**Rows**

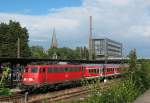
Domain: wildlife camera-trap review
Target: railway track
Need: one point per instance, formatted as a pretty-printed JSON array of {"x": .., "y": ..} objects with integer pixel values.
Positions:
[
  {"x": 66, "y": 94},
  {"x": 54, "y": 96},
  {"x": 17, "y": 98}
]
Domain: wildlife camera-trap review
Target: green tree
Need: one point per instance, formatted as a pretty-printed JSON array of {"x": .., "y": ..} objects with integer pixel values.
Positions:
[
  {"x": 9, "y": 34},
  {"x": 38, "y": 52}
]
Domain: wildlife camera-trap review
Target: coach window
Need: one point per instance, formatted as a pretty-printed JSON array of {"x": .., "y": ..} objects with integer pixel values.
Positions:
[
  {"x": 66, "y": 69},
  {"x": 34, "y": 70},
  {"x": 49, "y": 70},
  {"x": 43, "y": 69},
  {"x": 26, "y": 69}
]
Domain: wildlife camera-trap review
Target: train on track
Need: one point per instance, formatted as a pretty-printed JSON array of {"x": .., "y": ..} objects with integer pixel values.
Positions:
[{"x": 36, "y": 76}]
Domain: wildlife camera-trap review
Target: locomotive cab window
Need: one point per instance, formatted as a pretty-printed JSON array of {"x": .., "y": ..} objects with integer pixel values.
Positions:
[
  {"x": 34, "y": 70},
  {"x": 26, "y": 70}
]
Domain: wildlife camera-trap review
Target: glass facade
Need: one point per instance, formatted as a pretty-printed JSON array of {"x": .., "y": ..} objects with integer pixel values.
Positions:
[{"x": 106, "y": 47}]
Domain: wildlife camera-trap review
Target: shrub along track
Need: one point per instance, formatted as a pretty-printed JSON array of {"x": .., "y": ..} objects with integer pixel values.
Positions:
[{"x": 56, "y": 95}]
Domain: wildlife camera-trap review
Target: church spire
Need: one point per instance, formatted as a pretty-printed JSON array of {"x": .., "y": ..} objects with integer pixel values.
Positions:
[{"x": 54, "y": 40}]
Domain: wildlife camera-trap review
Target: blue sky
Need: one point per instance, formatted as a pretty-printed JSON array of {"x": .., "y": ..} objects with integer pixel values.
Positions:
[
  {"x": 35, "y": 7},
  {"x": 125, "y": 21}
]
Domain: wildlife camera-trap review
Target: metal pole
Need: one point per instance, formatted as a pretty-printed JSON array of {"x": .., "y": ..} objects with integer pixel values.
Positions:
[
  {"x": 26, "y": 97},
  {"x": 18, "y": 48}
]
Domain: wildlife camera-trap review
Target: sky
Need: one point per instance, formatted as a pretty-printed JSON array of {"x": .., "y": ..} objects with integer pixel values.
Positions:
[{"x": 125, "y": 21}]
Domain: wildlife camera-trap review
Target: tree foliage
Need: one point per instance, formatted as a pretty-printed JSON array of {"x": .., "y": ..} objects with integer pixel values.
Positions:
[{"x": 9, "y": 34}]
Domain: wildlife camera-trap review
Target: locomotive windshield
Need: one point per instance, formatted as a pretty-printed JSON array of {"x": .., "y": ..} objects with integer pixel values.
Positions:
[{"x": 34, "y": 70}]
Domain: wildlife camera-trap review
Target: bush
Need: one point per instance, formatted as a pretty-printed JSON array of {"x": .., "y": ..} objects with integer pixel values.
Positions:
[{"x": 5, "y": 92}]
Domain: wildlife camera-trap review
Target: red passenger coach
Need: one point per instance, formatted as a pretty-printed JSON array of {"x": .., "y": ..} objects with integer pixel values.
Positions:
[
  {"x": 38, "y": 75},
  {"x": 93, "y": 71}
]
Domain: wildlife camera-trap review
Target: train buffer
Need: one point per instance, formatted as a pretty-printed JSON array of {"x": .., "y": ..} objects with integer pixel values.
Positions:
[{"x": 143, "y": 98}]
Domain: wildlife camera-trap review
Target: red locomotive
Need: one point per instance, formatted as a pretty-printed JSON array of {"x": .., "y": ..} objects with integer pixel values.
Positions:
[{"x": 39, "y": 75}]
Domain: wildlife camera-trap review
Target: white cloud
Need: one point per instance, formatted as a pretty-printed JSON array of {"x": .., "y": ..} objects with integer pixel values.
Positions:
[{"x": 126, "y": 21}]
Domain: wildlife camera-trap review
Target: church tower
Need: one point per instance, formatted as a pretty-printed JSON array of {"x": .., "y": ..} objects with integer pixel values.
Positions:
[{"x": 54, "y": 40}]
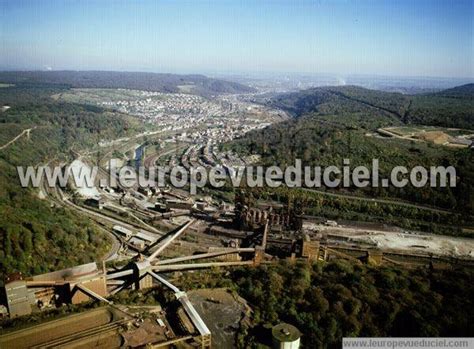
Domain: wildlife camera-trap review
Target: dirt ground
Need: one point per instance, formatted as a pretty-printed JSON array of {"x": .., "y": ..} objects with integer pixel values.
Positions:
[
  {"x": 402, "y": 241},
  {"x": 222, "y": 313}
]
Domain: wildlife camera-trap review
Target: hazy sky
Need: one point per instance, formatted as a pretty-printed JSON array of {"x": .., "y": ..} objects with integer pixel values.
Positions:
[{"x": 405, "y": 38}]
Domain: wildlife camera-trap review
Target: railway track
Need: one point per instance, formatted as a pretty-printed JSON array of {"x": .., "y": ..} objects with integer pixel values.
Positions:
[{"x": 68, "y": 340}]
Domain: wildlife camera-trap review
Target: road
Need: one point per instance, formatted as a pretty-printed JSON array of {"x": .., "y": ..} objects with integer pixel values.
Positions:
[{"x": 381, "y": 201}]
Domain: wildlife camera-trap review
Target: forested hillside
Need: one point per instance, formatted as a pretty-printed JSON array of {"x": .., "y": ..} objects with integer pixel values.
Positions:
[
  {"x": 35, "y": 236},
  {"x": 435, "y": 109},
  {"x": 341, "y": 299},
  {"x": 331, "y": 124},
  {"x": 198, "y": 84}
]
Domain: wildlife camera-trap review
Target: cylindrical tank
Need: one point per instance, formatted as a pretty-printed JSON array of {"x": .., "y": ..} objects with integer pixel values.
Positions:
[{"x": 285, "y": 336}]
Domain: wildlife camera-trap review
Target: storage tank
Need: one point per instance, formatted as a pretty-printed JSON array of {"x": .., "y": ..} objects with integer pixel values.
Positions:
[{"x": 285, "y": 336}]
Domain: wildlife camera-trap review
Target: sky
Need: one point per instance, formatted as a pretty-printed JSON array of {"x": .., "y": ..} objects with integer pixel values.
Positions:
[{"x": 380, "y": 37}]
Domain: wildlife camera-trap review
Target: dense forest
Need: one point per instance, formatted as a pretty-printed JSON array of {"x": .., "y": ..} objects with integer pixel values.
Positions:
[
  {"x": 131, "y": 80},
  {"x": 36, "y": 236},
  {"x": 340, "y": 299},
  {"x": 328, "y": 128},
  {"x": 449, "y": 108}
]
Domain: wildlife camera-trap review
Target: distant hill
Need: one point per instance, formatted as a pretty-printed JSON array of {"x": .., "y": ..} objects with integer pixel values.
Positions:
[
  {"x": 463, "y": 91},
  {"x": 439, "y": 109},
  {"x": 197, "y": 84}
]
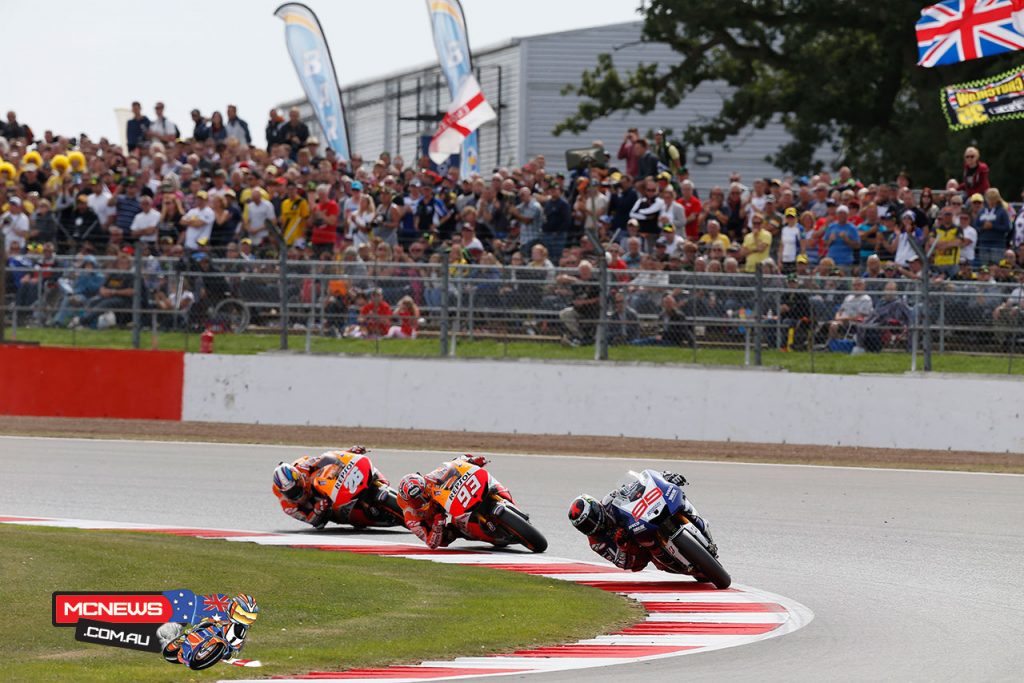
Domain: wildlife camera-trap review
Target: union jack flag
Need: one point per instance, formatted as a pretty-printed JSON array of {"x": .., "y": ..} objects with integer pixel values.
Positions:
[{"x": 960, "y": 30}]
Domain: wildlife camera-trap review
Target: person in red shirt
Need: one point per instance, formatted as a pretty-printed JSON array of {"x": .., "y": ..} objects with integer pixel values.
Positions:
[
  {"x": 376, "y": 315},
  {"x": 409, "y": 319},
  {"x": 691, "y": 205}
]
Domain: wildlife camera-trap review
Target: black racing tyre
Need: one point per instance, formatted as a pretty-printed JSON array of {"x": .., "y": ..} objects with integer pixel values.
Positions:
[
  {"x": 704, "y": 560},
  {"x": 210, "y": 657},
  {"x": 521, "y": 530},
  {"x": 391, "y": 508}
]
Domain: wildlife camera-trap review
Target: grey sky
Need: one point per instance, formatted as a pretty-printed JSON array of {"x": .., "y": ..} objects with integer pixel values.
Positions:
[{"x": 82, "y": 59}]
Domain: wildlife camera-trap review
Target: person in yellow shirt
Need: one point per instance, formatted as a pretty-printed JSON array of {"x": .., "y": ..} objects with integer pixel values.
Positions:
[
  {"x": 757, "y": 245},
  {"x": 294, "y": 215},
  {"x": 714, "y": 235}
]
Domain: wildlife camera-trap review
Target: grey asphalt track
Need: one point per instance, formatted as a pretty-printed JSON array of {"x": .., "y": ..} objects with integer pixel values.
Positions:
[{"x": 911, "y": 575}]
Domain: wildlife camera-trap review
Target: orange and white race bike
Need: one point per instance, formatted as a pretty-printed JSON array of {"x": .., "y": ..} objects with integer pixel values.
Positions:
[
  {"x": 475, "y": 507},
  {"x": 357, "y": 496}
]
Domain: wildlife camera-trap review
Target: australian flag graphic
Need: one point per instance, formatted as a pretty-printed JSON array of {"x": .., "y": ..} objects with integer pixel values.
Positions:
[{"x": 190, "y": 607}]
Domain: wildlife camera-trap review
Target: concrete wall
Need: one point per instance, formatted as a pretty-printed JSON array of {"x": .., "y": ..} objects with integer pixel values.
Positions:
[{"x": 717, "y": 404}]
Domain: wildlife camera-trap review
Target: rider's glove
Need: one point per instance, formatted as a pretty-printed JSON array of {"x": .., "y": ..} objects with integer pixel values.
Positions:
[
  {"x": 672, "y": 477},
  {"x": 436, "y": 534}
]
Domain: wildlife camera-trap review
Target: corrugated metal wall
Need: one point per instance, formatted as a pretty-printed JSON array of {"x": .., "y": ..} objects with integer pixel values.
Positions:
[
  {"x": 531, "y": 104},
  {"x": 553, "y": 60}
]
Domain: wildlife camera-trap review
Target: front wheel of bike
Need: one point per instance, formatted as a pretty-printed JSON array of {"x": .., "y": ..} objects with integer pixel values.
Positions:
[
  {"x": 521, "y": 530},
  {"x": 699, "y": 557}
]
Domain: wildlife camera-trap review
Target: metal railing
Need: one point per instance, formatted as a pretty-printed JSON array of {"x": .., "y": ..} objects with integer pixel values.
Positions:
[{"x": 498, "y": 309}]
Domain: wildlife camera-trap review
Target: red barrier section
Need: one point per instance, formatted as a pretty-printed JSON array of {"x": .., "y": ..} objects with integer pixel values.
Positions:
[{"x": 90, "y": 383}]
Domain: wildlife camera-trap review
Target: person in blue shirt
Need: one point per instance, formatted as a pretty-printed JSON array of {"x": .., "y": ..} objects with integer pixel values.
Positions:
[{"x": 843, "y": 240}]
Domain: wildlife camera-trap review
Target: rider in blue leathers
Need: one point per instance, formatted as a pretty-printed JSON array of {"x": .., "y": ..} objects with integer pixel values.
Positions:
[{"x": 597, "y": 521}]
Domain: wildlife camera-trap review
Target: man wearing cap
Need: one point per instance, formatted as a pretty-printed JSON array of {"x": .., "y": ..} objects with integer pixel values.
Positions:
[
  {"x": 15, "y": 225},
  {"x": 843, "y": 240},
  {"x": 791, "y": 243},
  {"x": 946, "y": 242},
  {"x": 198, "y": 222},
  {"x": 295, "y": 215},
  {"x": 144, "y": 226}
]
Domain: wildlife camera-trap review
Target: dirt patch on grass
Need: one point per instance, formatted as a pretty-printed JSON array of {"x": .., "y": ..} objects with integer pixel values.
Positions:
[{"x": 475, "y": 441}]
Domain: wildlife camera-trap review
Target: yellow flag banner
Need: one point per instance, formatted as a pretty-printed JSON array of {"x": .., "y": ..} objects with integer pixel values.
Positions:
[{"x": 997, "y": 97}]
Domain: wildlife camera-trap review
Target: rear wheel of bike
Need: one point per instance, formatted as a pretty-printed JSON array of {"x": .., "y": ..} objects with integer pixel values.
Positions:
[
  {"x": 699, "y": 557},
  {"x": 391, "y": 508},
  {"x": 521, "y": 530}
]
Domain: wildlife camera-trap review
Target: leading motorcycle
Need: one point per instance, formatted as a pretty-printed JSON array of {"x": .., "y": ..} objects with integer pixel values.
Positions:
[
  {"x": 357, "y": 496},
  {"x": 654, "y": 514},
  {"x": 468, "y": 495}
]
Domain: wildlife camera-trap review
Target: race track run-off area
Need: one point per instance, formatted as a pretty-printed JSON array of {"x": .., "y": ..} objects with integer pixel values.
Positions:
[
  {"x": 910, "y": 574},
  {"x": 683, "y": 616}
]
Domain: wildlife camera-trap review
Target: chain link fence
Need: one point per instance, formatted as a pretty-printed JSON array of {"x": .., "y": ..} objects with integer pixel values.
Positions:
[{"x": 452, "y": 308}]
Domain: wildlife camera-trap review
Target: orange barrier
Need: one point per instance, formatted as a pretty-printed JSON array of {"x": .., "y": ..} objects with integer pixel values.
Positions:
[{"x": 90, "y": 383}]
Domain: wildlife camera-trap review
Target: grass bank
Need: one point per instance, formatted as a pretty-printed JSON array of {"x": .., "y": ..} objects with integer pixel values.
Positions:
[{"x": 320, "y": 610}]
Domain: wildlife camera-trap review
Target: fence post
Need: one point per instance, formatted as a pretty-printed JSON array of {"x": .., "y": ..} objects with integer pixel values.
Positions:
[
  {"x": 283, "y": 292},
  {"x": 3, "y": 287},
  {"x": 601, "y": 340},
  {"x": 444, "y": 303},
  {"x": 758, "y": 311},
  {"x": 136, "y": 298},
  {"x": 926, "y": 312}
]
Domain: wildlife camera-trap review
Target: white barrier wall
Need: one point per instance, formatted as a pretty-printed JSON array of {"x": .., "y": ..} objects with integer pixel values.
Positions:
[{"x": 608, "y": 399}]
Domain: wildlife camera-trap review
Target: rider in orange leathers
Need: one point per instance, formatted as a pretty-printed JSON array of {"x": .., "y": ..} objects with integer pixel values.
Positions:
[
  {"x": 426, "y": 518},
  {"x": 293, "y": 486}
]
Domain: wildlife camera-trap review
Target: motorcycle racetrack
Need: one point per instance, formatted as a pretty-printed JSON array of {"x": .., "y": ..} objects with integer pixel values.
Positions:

**Goal of the exercise**
From the listing above, pull out every line that contains the word "orange" and copy each one unchanged.

**Complete answer**
Target: orange and white race bike
Target: orange barrier
Target: rider in orange leathers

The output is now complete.